(Image segmentation entries)

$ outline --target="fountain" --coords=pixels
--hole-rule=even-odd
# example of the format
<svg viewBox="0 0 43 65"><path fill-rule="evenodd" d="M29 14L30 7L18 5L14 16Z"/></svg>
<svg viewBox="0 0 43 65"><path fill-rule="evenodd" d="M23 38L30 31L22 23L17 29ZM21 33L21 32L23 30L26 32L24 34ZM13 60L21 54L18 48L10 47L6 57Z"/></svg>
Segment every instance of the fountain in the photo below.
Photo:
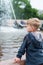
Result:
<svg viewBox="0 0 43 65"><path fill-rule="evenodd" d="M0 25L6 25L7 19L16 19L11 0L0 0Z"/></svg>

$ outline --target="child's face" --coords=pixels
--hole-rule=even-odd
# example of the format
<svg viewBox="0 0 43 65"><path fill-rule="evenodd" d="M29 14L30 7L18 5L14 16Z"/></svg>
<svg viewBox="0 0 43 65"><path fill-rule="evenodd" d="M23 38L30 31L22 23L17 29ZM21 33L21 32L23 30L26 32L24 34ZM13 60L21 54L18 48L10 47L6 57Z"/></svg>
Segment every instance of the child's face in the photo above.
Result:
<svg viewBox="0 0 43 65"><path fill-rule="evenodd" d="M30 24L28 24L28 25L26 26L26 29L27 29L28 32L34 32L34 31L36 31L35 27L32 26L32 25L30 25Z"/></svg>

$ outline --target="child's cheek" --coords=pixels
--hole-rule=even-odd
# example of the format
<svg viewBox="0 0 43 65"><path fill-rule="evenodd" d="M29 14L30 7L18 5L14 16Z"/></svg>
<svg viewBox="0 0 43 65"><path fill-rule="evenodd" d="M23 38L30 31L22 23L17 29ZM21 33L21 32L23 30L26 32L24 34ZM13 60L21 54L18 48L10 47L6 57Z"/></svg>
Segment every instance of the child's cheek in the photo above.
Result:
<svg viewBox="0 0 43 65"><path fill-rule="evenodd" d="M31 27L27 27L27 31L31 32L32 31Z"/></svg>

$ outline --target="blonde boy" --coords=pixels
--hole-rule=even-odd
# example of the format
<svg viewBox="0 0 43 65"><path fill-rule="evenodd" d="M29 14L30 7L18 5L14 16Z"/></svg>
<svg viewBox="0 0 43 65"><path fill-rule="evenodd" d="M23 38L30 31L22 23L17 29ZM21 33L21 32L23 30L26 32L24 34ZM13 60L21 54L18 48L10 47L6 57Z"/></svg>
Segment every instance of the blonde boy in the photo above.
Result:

YOUR TASK -
Rewrite all of the entries above, replacing "Segment every instance" with "Outline each instance" and keeping everything else the same. Leave the pictures out of your answer.

THE RESPONSE -
$ outline --target="fountain" --coords=pixels
--hole-rule=even-odd
# example of the format
<svg viewBox="0 0 43 65"><path fill-rule="evenodd" d="M29 14L30 7L18 5L14 16Z"/></svg>
<svg viewBox="0 0 43 65"><path fill-rule="evenodd" d="M23 38L30 31L22 23L17 29ZM21 33L21 32L23 30L26 32L24 34ZM13 60L21 54L18 48L10 47L6 57Z"/></svg>
Outline each instance of the fountain in the photo below.
Photo:
Result:
<svg viewBox="0 0 43 65"><path fill-rule="evenodd" d="M0 25L6 25L7 19L16 19L11 0L0 0Z"/></svg>

$ outline --target="child's face" --coords=pixels
--hole-rule=even-odd
# example of the format
<svg viewBox="0 0 43 65"><path fill-rule="evenodd" d="M29 14L30 7L18 5L14 16Z"/></svg>
<svg viewBox="0 0 43 65"><path fill-rule="evenodd" d="M23 38L30 31L22 23L17 29ZM21 33L21 32L23 30L26 32L24 34ZM13 60L21 54L18 48L10 47L6 57Z"/></svg>
Outline each instance of the child's face in the photo above.
Result:
<svg viewBox="0 0 43 65"><path fill-rule="evenodd" d="M30 24L28 24L28 25L26 26L26 29L27 29L28 32L34 32L34 31L36 31L35 27L32 26L32 25L30 25Z"/></svg>

$ outline --target="child's cheek" --coords=pixels
--hole-rule=even-odd
# example of the format
<svg viewBox="0 0 43 65"><path fill-rule="evenodd" d="M29 14L30 7L18 5L14 16Z"/></svg>
<svg viewBox="0 0 43 65"><path fill-rule="evenodd" d="M23 38L30 31L22 23L17 29ZM21 33L21 32L23 30L26 32L24 34ZM13 60L21 54L18 48L10 47L6 57Z"/></svg>
Outline each instance of the child's cheek in the photo above.
Result:
<svg viewBox="0 0 43 65"><path fill-rule="evenodd" d="M31 27L27 27L27 31L31 32L32 31Z"/></svg>

$ outline --target="blonde boy" --coords=pixels
--hole-rule=even-odd
# example of the format
<svg viewBox="0 0 43 65"><path fill-rule="evenodd" d="M29 14L30 7L18 5L14 16Z"/></svg>
<svg viewBox="0 0 43 65"><path fill-rule="evenodd" d="M23 38L30 31L22 23L17 29ZM21 33L21 32L23 30L26 32L24 34ZM13 60L21 54L18 48L10 47L6 57Z"/></svg>
Outline each instance of the blonde boy in the photo above.
Result:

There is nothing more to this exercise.